# What is needed:
Convert every line of the items below into a Markdown table with two columns, Row for the line number and Line for the line itself. Skip any blank lines.

# Rows from a box labeling dataset:
◇ ◇ ◇

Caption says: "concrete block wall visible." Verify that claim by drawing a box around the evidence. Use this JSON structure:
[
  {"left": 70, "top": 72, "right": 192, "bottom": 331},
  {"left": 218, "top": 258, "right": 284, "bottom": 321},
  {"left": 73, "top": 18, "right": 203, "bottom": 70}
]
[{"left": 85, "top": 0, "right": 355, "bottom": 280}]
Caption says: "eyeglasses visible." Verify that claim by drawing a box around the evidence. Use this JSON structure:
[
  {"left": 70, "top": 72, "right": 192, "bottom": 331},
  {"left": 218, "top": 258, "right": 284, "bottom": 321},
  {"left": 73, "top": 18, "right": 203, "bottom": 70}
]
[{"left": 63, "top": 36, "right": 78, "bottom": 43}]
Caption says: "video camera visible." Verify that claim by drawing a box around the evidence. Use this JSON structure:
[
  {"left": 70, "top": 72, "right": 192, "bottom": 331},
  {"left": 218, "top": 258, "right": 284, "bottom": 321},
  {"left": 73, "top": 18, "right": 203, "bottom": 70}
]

◇ ◇ ◇

# Exercise response:
| Row | Line |
|---|---|
| 1 | Caption says: "concrete block wall visible." Verify that claim by drawing a box around the evidence. Use this JSON structure: |
| 2 | [ |
| 3 |   {"left": 70, "top": 72, "right": 192, "bottom": 331}, |
| 4 |   {"left": 218, "top": 258, "right": 284, "bottom": 321}, |
| 5 |   {"left": 73, "top": 18, "right": 203, "bottom": 70} |
| 6 | ] |
| 7 | [{"left": 85, "top": 0, "right": 355, "bottom": 280}] |
| 8 | Caption says: "eyeglasses visible." Verify that claim by drawing a box around the evidence. Use this JSON structure: |
| 9 | [ |
| 10 |   {"left": 70, "top": 72, "right": 192, "bottom": 331}, |
| 11 |   {"left": 218, "top": 258, "right": 284, "bottom": 321}, |
| 12 |   {"left": 73, "top": 18, "right": 203, "bottom": 70} |
| 13 | ] |
| 14 | [{"left": 63, "top": 36, "right": 78, "bottom": 43}] |
| 15 | Caption says: "video camera visible." Verify that claim by drawing a box around the evidence. Use this JSON structure: |
| 16 | [ |
| 17 |   {"left": 70, "top": 72, "right": 192, "bottom": 331}, |
| 18 |   {"left": 218, "top": 258, "right": 284, "bottom": 321}, |
| 19 |   {"left": 73, "top": 18, "right": 203, "bottom": 70} |
| 20 | ] |